→ Problem to solve
Below is the data. Give it again, complete and exact.

→ Information provided
####################
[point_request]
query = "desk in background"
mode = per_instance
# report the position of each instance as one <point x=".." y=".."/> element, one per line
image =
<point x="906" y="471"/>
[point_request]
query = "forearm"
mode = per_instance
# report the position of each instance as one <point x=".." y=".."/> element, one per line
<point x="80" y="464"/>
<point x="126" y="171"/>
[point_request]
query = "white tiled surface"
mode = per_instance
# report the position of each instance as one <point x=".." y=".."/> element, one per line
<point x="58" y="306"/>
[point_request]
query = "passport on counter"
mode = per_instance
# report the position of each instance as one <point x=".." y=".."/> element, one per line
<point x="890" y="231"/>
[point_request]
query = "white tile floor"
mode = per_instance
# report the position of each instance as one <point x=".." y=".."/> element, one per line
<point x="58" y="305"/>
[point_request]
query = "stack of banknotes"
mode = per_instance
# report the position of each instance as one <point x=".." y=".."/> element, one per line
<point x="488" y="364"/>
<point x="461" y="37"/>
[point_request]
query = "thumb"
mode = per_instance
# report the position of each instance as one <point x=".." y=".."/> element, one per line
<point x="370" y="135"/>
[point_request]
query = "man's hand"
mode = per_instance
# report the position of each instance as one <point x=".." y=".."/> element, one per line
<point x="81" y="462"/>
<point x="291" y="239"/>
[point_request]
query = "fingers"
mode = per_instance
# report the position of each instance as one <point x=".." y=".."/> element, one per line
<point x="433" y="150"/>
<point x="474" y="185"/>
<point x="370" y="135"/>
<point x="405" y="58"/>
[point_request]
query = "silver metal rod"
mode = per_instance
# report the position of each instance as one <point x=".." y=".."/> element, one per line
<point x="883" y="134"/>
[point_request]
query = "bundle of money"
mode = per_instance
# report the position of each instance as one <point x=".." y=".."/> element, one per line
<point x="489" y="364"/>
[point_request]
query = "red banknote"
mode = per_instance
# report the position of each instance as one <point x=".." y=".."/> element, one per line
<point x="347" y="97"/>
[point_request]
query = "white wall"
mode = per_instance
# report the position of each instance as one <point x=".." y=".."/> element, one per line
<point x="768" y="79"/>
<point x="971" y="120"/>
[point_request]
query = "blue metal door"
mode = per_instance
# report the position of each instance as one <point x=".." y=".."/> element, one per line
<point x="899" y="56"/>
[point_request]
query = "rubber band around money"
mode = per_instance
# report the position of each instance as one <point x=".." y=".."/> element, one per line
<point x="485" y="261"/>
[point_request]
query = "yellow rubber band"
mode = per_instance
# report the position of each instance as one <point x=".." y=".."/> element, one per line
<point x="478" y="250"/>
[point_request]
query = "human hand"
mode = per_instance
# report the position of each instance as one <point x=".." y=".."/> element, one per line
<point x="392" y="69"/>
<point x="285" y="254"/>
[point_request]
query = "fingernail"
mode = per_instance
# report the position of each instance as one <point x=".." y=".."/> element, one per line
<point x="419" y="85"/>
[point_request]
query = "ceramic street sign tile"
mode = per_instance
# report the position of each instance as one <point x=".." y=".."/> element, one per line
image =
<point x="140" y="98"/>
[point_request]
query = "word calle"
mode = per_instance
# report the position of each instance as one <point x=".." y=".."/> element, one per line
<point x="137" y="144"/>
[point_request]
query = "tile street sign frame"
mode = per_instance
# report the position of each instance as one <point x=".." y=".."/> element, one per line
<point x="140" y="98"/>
####################
→ Your solution
[point_request]
query = "desk in background"
mode = per_instance
# report the position of each instance as one <point x=".." y=".."/> element, one per line
image =
<point x="906" y="471"/>
[point_request]
query = "forearm"
mode = per_instance
# report the position of each instance as one <point x=".." y=".."/> element, one per line
<point x="80" y="464"/>
<point x="126" y="171"/>
[point_request]
query = "white tiled surface"
mode = per_instance
# report the position of each instance as one <point x=".." y=".."/> element, one per line
<point x="58" y="306"/>
[point_request]
query = "passport on counter"
mode = per_instance
# report the position of each instance as one <point x=".." y=".."/> element, one per line
<point x="890" y="231"/>
[point_request]
query = "white tile floor"
mode = per_instance
# report the position of each instance as one <point x=".." y=".."/> element, one per line
<point x="58" y="305"/>
[point_request]
query = "stack of banknotes"
mode = per_instance
# report the position of each instance as one <point x=".." y=".."/> element, one per line
<point x="488" y="364"/>
<point x="461" y="37"/>
[point_request]
query = "thumb"
mode = per_instance
# report the position of each instance as one <point x=".." y=".."/> element, one per line
<point x="370" y="135"/>
[point_request]
query = "man's hand"
mode = per_instance
# report the position of each instance as one <point x=".." y=".."/> element, one per line
<point x="81" y="462"/>
<point x="291" y="239"/>
[point_request]
query = "fingers"
mode = per_instance
# report the position of each instance as one <point x=".." y=".."/> element, one per line
<point x="433" y="150"/>
<point x="474" y="185"/>
<point x="370" y="135"/>
<point x="405" y="58"/>
[point_request]
query = "silver metal rod"
mode = per_instance
# report the position of each instance as one <point x=".." y=".."/> element, one per line
<point x="883" y="134"/>
[point_request]
query = "bundle of money"
mode = per_instance
# report the position of each instance as one <point x=".." y=".."/> element, one per line
<point x="489" y="364"/>
[point_request]
query = "red banknote"
mode = per_instance
# report the position of each instance as one <point x=".." y=".."/> element, one per line
<point x="347" y="97"/>
[point_request]
query = "white wall"
mode = per_instance
# report the position of each instance as one <point x=".." y=".."/> element, one per line
<point x="768" y="79"/>
<point x="971" y="120"/>
[point_request]
query = "blue metal door"
mode = per_instance
# report the position of each instance as one <point x=".." y=".."/> element, one per line
<point x="899" y="56"/>
[point_request]
query = "rubber band around money"
mode = per_instance
# report the position of each instance as one <point x=".." y=".."/> element, one per line
<point x="485" y="261"/>
[point_request]
query = "yellow rubber band"
mode = per_instance
# report the position of each instance as one <point x=".." y=".."/> element, one per line
<point x="478" y="250"/>
[point_request]
query = "human hand"
mode = per_instance
# report the position of each instance as one <point x=".." y=".."/> element, one per line
<point x="392" y="69"/>
<point x="285" y="254"/>
[point_request]
query = "fingernail"
mode = per_instance
# report the position of each instance as one <point x=".." y=".."/> element, one per line
<point x="419" y="85"/>
[point_request]
query = "ceramic street sign tile"
mode = per_instance
# report the position of each instance as one <point x=".." y=".."/> element, one per line
image =
<point x="140" y="98"/>
[point_request]
query = "word calle"
mode = per_instance
# report the position of each instance as one <point x=".." y=".."/> element, one per line
<point x="137" y="144"/>
[point_request]
query = "tile street sign frame"
mode = per_instance
# report the position of each instance as one <point x=".." y=".."/> element, one per line
<point x="140" y="98"/>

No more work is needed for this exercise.